Items from a dataset
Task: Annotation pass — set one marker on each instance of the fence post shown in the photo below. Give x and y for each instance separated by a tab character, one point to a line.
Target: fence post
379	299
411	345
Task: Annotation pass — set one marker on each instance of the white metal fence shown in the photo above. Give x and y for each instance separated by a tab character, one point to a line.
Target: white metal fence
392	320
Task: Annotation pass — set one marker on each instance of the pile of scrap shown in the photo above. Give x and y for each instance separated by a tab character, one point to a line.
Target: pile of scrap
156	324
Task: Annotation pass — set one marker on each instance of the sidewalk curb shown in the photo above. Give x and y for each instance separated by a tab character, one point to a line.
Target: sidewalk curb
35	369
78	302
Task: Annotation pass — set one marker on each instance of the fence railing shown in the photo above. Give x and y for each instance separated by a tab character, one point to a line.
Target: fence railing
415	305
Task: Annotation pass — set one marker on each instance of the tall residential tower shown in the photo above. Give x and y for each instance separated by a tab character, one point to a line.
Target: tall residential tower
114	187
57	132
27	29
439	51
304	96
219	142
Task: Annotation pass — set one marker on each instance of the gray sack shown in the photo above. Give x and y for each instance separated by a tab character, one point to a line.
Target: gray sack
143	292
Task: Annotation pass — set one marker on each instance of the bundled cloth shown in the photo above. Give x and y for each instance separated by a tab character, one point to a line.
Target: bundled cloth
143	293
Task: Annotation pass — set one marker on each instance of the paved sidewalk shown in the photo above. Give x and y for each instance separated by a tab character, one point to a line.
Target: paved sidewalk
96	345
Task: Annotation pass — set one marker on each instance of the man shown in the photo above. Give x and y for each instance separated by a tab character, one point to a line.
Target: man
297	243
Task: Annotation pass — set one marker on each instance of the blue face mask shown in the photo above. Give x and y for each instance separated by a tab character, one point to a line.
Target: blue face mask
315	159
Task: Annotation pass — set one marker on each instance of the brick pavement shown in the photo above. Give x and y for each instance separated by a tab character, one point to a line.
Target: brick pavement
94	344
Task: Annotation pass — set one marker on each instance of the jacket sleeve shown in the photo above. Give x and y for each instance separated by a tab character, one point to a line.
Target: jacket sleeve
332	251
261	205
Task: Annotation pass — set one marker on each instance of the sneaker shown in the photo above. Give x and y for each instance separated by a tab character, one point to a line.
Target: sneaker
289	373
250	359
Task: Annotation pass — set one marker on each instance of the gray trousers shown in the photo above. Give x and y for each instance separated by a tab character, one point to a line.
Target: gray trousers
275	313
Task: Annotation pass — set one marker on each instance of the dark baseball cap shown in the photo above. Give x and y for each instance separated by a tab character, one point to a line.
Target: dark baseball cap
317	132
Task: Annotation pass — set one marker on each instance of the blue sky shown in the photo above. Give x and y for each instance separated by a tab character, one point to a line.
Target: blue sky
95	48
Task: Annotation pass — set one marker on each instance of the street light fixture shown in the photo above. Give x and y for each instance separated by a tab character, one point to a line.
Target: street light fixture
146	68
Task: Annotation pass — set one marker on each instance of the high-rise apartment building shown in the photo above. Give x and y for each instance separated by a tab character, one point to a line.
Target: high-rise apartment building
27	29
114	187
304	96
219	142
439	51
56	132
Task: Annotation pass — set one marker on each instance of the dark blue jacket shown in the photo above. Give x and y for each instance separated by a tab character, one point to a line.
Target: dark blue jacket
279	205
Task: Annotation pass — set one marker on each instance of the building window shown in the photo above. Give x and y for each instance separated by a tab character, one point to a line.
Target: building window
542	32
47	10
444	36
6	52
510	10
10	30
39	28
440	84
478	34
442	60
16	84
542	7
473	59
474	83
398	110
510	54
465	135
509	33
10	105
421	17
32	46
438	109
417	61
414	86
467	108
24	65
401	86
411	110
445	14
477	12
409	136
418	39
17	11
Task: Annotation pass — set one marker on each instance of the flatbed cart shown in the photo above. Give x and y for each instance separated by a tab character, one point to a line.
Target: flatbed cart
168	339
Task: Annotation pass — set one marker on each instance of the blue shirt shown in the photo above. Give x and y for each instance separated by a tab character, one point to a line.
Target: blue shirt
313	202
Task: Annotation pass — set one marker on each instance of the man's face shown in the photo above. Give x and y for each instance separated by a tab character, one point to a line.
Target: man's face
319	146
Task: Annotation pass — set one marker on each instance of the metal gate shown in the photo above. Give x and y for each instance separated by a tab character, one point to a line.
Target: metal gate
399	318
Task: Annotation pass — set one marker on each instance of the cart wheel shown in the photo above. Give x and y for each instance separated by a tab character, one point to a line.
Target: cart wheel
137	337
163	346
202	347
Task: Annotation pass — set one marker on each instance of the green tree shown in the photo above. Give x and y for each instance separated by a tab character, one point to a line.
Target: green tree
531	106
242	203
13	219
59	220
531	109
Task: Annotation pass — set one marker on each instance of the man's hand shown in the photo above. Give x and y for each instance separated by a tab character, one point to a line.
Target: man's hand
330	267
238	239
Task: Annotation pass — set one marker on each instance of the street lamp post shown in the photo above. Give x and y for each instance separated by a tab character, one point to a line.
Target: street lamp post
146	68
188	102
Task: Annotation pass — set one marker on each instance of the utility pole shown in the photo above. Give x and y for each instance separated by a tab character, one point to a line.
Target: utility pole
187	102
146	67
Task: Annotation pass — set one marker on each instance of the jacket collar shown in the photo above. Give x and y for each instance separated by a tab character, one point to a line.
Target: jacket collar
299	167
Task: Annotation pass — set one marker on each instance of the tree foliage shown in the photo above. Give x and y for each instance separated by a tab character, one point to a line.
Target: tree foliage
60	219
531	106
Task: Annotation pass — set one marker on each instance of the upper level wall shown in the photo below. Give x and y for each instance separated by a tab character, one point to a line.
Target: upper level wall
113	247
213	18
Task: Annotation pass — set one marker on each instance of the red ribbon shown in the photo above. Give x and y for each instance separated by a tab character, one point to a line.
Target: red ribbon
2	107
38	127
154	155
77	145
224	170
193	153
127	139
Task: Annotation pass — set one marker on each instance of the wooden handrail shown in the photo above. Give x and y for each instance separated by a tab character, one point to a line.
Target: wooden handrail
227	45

* **What you need to do**: All of the data above should be transcribed exactly.

* **Result of this exercise**:
Task: Annotation pass — set one marker on each instance of the fence post shown in the photo below. Give x and y for each instance separated by a tab character, one point to a line.
Target: fence post
379	299
411	345
Task: Annotation pass — set one marker on each instance of the white metal fence shown in the photo above. Give x and y for each instance separated by a tab character, one point to a line.
Target: white metal fence
392	320
Task: Annotation pass — set one marker on each instance of the pile of scrap shown in the photo above. Give x and y for each instance separated by a tab character, one point to a line.
Target: pile of scrap
156	324
Task: Annotation pass — set one marker on each instance of the sidewalk curb shown in the photo above. Give x and y for each instance separated by a tab character, one point to a line.
Target: sidewalk curb
35	369
78	302
Task: Annotation pass — set one marker on each instance of the fence railing shown in the photo above. Give x and y for each instance separated by a tab character, one point to a line.
Target: fence railing
415	305
Task: Annotation pass — set one marker on each instance of the tall residential tower shown in the photo above. Give x and y for each instance separated by a tab character, one point to a line.
Target: tall residential tower
114	187
57	132
27	29
439	51
304	96
219	142
Task: Annotation pass — set one marker on each instance of the gray sack shown in the photo above. Give x and y for each instance separated by a tab character, one point to a line.
Target: gray sack
143	292
Task: Annotation pass — set one marker on each instance of the bundled cloth shown in the photo above. Give x and y for each instance separated by a tab character, one point to a line.
Target: bundled cloth
143	293
Task: Annotation pass — set one marker on each instance of the paved sidewalk shown in the photo above. Give x and y for each instance separated by a tab character, one point to a line.
Target: paved sidewalk
96	345
Task: Annotation pass — set one marker on each instance of the man shown in the photo above. Give x and y for each instance separated by a tab character, one point to a line.
Target: man
297	243
Task: Annotation pass — set one marker on each instance of the blue face mask shown in the photo above. Give x and y for each instance separated by a tab character, one point to a line.
Target: blue face mask
315	159
Task: Annotation pass — set one marker on each instance of the brick pavement shown in the photo above. Give x and y for each instance separated by a tab character, one point to a line.
Target: brick pavement
94	344
Task: Annotation pass — set one marker on each instance of the jacket sleeve shown in the photo above. Give x and y for each instance separated by a tab character, one point to a line.
Target: jacket sleeve
332	251
261	205
Task: Annotation pass — set one marker on each instance of the sneaker shown in the photo above. Give x and y for each instance separated by a tab character, one point to a line.
Target: sneaker
289	373
250	359
Task: Annotation pass — set one marker on each instance of the gray trousers shown in the photo above. Give x and y for each instance separated by a tab character, one point to a line.
Target: gray trousers
275	313
Task: Annotation pass — set one marker on each instance of the dark baseball cap shown in the photo above. Give x and y for each instance separated by a tab character, one point to a line.
Target: dark baseball cap
317	132
Task: Annotation pass — set one marker on each instance of the blue sky shown in the photo above. Give x and y for each instance separated by a tab character, one point to a line.
Target: blue sky
95	48
Task: Annotation pass — set one marker on each instance of the street light fixture shown in the photo above. Give x and y for each instance separated by a tab character, one point to a line.
Target: street light fixture
146	68
Task: Annotation pass — set one marker on each instance of the high-rise apartment building shown in the photo above. Give x and y for each instance separated by a tab character, one point to a line.
Target: high-rise apartment building
27	29
114	187
304	96
219	142
439	51
56	132
Task: Annotation pass — set one marker on each instance of the dark blue jacket shown in the photo above. Give x and y for each instance separated by a tab character, one point to a line.
Target: dark blue jacket
279	205
Task: Annotation pass — set one marker on each instance of the building window shown in the photo above. Give x and y for each instance separated by a tab character, one point to a line.
Target: building window
542	32
47	10
444	36
6	52
510	10
10	30
39	28
440	84
478	34
442	60
16	84
542	7
473	59
474	83
398	110
510	54
465	135
509	33
10	105
421	17
32	46
438	109
417	61
414	86
467	108
24	65
401	86
411	110
445	14
477	12
409	136
418	39
17	11
Task: Annotation pass — set one marker on each instance of the flatbed cart shown in the photo above. Give x and y for each instance separated by a tab character, one point to a line.
Target: flatbed cart
168	339
Task: Annotation pass — set one marker on each instance of the blue shirt shown in the photo above. Give x and y for each instance separated by a tab character, one point to a line.
Target: blue shirt
313	202
Task: Annotation pass — set one marker on each instance of the man's face shown in the photo above. Give x and y for each instance separated by a tab character, one point to a line.
Target: man's face
319	146
Task: Annotation pass — set one marker on each instance of the metal gate shown in the photo above. Give x and y for each instance separated by a tab character, one point to a line.
Target: metal gate
399	318
Task: Annotation pass — set one marker on each instance of the cart wheel shown in the photo above. Give x and y for each instance separated by a tab character, one point to a line.
Target: cart wheel
137	337
163	346
202	347
Task: Annotation pass — set one marker on each instance of the green tree shown in the photo above. Give x and y for each instance separated by a tab character, one point to a line.
Target: green tree
531	106
242	203
13	219
59	220
531	109
Task: Annotation pass — set one marker on each instance of the man's hand shown in the photo above. Give x and y for each instance separated by a tab character, one point to a line.
Target: man's hand
330	267
238	239
Task: Annotation pass — set one marker on each instance of the street lamp post shown in the photo above. Give x and y for each instance separated by a tab character, one point to a line.
Target: street lamp post
146	68
188	102
Task: Annotation pass — set one marker on each instance of the utility pole shown in the photo above. Give x and y for each instance separated by a tab character, one point to a line.
Target: utility pole
187	102
146	67
Task: Annotation pass — set one marker on each instance of the jacket collar shown in the photo above. Give x and y for each instance separated by a tab character, one point to a line.
Target: jacket collar
299	167
Task: Annotation pass — set one marker on each instance of the tree foliage shown in the photo above. Give x and y for each instance separated by a tab character, one point to a line.
Target: tree foliage
60	219
531	106
Task: Annotation pass — set one marker on each instance of the upper level wall shown in the photo below. Give x and y for each instance separated by a tab character, one point to a line.
Target: upper level wall
113	247
213	18
Task: Annotation pass — set one marker on each instance of the red ribbon shown in the photo above. Give x and y for each instance separated by a tab character, one point to a line.
Target: red ribbon
2	107
38	127
154	155
77	145
224	170
193	153
127	139
Task: Annotation pass — set one marker on each instance of the wooden handrail shown in the photo above. Give x and y for each instance separated by a tab character, one point to a line.
Target: wooden handrail
227	45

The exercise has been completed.